What the task requires → Pick out every line in the listing below that contains the string "photo", with case counting, and copy those lines.

Information supplied →
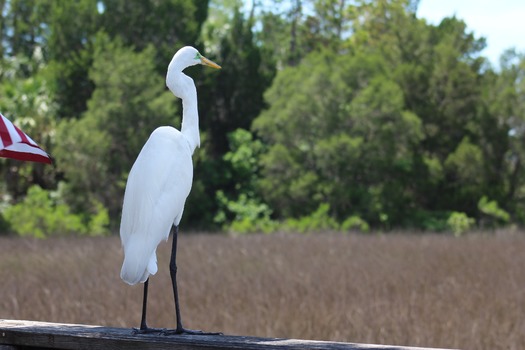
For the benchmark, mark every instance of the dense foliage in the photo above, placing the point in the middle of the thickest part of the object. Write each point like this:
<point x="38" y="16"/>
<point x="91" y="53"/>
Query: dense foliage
--
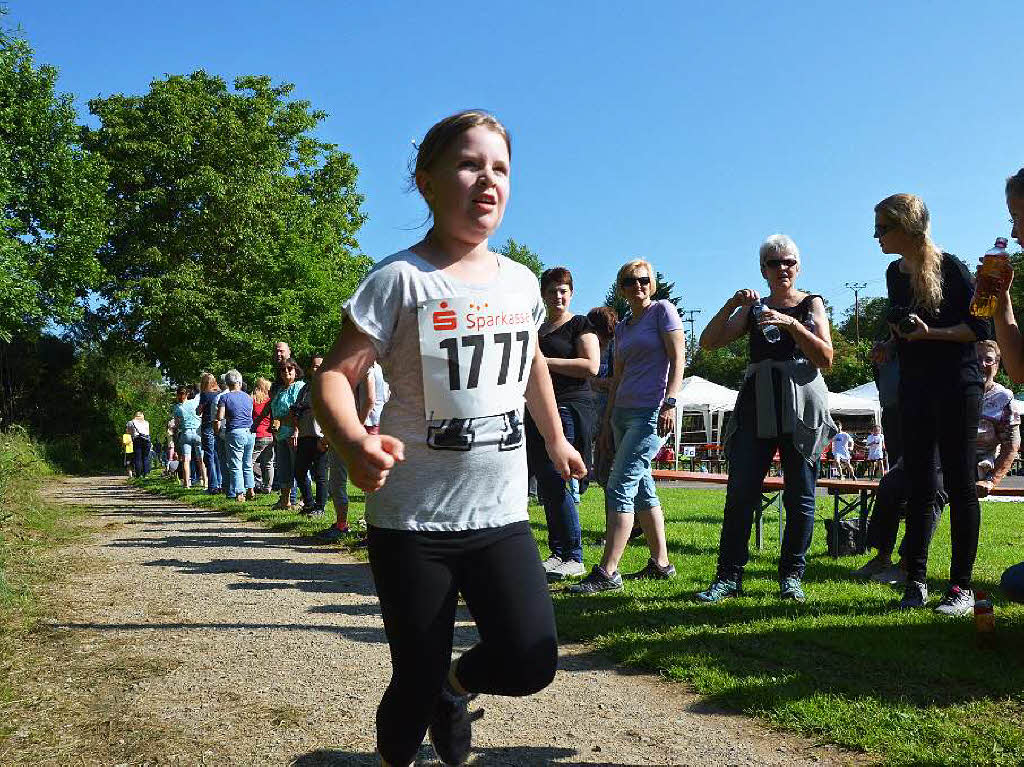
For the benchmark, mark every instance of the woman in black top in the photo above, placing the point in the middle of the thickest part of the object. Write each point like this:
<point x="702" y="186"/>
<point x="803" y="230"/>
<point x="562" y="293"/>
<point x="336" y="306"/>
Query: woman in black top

Solution below →
For the benchmark, mark every instance of the dense foliage in the photo above, placing the point in the middle of the thickest part of the object. Write each point like this:
For the benchmark, mark every instance of the woman in black top in the photo above, placing the point in the middle of the thickest part of the object. Write each point like this:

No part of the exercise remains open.